TASK DIRECTIONS
Images appear in the records below; leave them out and repeat everything else exactly.

── EXERCISE DATA

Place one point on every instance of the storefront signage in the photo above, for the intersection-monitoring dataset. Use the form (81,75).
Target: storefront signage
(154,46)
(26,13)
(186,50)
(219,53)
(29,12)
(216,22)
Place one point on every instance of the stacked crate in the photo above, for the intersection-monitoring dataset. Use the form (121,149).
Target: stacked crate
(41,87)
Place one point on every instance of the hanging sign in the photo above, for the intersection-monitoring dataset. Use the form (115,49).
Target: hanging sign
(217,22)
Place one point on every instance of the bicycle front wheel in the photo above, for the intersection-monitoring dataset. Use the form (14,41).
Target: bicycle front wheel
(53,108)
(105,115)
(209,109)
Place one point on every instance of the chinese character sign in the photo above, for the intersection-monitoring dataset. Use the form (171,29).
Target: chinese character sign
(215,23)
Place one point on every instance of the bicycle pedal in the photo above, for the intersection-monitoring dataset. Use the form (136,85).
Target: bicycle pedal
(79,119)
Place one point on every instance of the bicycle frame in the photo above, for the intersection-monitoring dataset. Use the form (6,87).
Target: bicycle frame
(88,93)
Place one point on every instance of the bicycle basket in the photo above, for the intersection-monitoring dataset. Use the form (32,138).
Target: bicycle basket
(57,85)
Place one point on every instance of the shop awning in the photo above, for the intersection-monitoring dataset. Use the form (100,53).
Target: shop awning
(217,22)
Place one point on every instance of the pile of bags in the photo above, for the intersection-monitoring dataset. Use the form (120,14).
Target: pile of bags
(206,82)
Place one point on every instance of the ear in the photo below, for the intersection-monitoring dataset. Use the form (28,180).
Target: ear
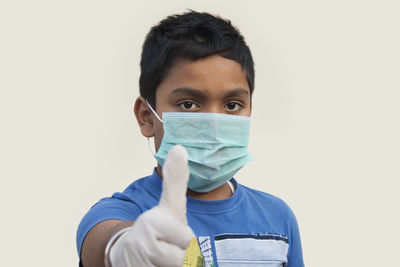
(144,117)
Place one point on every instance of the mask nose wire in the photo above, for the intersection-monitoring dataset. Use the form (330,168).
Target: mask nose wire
(154,112)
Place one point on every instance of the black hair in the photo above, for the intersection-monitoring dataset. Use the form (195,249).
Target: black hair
(191,35)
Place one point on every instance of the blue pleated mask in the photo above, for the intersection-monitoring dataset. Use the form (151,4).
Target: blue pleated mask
(216,144)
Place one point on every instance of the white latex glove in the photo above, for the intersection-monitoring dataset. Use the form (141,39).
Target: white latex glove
(160,236)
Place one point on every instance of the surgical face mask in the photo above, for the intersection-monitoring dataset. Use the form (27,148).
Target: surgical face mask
(216,144)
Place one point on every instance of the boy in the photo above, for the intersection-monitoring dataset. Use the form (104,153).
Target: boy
(196,83)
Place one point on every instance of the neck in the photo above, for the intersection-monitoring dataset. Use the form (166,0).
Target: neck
(219,193)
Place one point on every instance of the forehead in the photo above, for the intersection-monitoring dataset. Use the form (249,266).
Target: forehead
(214,75)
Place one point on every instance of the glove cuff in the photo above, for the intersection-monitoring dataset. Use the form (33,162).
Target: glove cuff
(110,243)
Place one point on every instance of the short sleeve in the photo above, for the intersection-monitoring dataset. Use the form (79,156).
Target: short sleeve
(106,209)
(295,255)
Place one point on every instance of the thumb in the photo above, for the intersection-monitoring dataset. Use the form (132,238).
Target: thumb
(175,178)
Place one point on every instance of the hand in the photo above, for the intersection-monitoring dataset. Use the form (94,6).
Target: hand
(160,236)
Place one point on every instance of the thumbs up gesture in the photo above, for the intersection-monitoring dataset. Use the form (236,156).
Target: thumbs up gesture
(160,236)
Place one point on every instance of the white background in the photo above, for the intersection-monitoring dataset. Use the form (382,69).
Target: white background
(325,131)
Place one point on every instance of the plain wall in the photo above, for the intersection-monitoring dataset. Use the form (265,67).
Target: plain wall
(325,130)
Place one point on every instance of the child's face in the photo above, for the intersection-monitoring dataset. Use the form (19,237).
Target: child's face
(213,85)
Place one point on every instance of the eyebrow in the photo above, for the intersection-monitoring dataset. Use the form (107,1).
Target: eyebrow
(237,92)
(187,91)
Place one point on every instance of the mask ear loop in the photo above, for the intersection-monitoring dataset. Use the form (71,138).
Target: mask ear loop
(150,148)
(154,112)
(148,139)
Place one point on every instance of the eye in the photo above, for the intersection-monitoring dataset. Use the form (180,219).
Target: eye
(233,106)
(188,105)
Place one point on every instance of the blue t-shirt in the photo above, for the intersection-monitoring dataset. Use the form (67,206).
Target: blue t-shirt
(250,228)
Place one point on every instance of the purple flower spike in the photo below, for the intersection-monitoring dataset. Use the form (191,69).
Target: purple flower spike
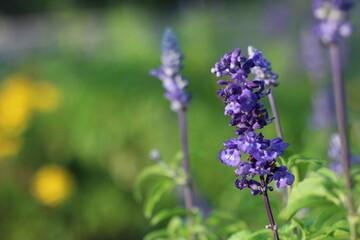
(168,72)
(262,69)
(241,97)
(333,19)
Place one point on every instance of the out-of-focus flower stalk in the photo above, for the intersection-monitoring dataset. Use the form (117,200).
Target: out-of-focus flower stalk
(333,26)
(340,108)
(175,84)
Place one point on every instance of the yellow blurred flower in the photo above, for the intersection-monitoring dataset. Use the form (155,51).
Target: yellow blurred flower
(16,97)
(51,185)
(9,145)
(19,97)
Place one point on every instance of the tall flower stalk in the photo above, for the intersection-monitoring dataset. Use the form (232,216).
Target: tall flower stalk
(241,97)
(175,85)
(333,25)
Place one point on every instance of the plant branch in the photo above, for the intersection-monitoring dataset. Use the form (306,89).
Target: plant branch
(188,194)
(275,114)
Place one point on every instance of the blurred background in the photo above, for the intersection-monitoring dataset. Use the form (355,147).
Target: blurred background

────

EXPECTED OUTPUT
Place one point on every instance of the storefront signage in the photo above, for the intersection-monitoring dataset. Use the form (81,75).
Target: storefront signage
(154,46)
(26,13)
(186,50)
(219,53)
(29,12)
(216,22)
Place one point on every instance of the stacked crate in the photo above, for the intersection-monitoring dataset. Use the form (121,149).
Target: stacked crate
(41,87)
Place one point on every instance of the hanging sign in the photo above, for the intersection-monitoring dataset. Use the form (115,49).
Target: hanging sign
(217,22)
Place one point on every instance of the bicycle front wheel in the photo above, for the intersection-monitoring dataset. Use the form (14,41).
Target: bicycle front wheel
(53,108)
(105,115)
(209,109)
Place one point on every instance of the chinese character sign in the photo above, for the intersection-monitoring dataset. Use the form (171,29).
Target: chinese character sign
(215,23)
Place one point on every instance of the bicycle pedal in the photo above, for the intersection-monitoring dataset. Use the form (136,85).
Target: bicycle pedal
(79,119)
Place one point on every instance of the bicycle frame in the photo above, for the intersection-monitoring dataset. Use the form (6,87).
Target: bicycle frame
(88,93)
Place one point on every instance of the bicycle basket in the photo above, for the intersection-monitoring dataset. Use the form (32,138).
Target: bicycle basket
(57,85)
Place one point on every instance of the shop awning in the photo above, for the intersection-monitoring dataset. Use the form (100,53).
Target: shop awning
(217,22)
Place one point on every instance of the pile of bags in the photo above, for the intersection-monitoring dataset. Use the form (120,14).
Target: pile of bags
(206,82)
Place one point on every instance of the ear in the photo below, for the intersection-monitoring dataset. Use the form (28,180).
Target: ear
(144,117)
Place one point on every instance of the mask nose wire in the photo above, for the intersection-monitoring dataset. Use the form (330,168).
Target: mask nose wire
(154,112)
Place one point on every instance of the black hair in the photo above, for the intersection-monitoring dataset. Use the form (195,249).
Target: black hair
(191,35)
Place one point on every instance of the blue pleated mask in the photo above, for the intersection-monitoring dataset. Use the form (151,4).
Target: blue pleated mask
(216,144)
Place one point on every instance of the white latex glove in the photo above, for the intersection-monitoring dataset. Use the form (141,39).
Target: white latex glove
(160,236)
Place one point on every instance of the surgical face mask in the photo above, for the intersection-monitoring dataset. Use the form (27,148).
Target: surgical face mask
(216,144)
Place one point on every instance of the boy in the photo above, for the intersection-monitoring dataset. Use the form (104,153).
Target: boy
(196,83)
Place one point on every instance of the neck in the photo above, for the intersection-monitoring dataset. Use the form (166,0).
Target: neck
(219,193)
Place one point on every instance of the forehead in the photo above, for the intersection-monitoring dataset. Use the form (249,266).
Target: forehead
(214,75)
Place one point on every instance of the glove cuff in the photo above, for the intersection-monitoring dataset. Use the form (33,162).
Target: glove cuff
(110,243)
Place one point on every instance of the short sleeve in the photo above, for the intersection-monitoring dataset. Use the form (79,156).
Target: short sleeve
(106,209)
(295,255)
Place one point on every instance of the thumb in the photo above, for the intersection-monitoring dataset. Use the form (132,238).
Target: thumb
(175,178)
Place one point on every instance of the hand in the photo above, for the intersection-monitoring dataset. Use the form (94,6).
Target: hand
(160,236)
Place one point on every instance of the thumbs up gesture in the photo above, for the intersection-monitoring dataset. Use the form (236,156).
Target: thumbs up gesture
(160,236)
Place one point on every instance of the white background in the photo above, for the intersection-monitoring dataset. Use the form (382,69).
Target: white background
(325,131)
Place one point on every instance of the plain wall in the photo above, for the intersection-monitoring dataset. Use the form (265,67).
Target: plain wall
(325,130)
Place one point on every instance of the child's face in the photo above, for the intersection-monitoring dataset. Use the form (19,237).
Target: child's face
(213,85)
Place one point on every instance of the eyebrow in the photo above, for the intersection-monitoring dataset. Use the form (107,1).
Target: eyebrow
(237,92)
(187,91)
Place one point on every instance of the mask ear loop in the photo above, for the intersection-monitoring dataset. Use the form (71,138).
Target: mask ear loop
(150,148)
(154,112)
(148,139)
Place one point on every instance of the eye in the photo above, for the intersection-monitoring dataset. Use the form (180,219).
Target: eye
(233,106)
(188,105)
Place one point on every instance of the blue t-shirt in the photo above, for the intersection-monitoring dataset. Use the form (67,206).
Target: blue t-shirt
(250,228)
Place one point on every instance of the purple flower spike in the photo below, for the intersection-monitoring dataset. Use the form (191,69).
Target: purple flower spike
(168,72)
(262,69)
(241,97)
(333,19)
Place one point on every instance of the out-of-focus flower stalk in the photo above, for the intersection-monitoring dataset. Use the form (117,200).
Target: out-of-focus flower stalk
(333,26)
(340,108)
(175,84)
Place one point on every instance of the yellow blurred flower in the photo above, for the intersection-monitoring dataset. Use the form (155,51).
Target: yellow blurred flower
(16,97)
(51,185)
(9,145)
(19,97)
Place one point on every instance of the tall flower stalk in the photo above, for the intersection-monitoring dataset. Use the form (232,216).
Target: tall flower stalk
(241,97)
(175,85)
(333,25)
Place one point on every instance of the plant branch in the photo above, for the intersection-monitoring dataset. Use the form (306,89).
Target: plant branch
(188,194)
(275,114)
Place one point on every instance of the blurred background in the photo above, for the intersection-monitoring dataset. Use the form (355,147).
Target: blurred background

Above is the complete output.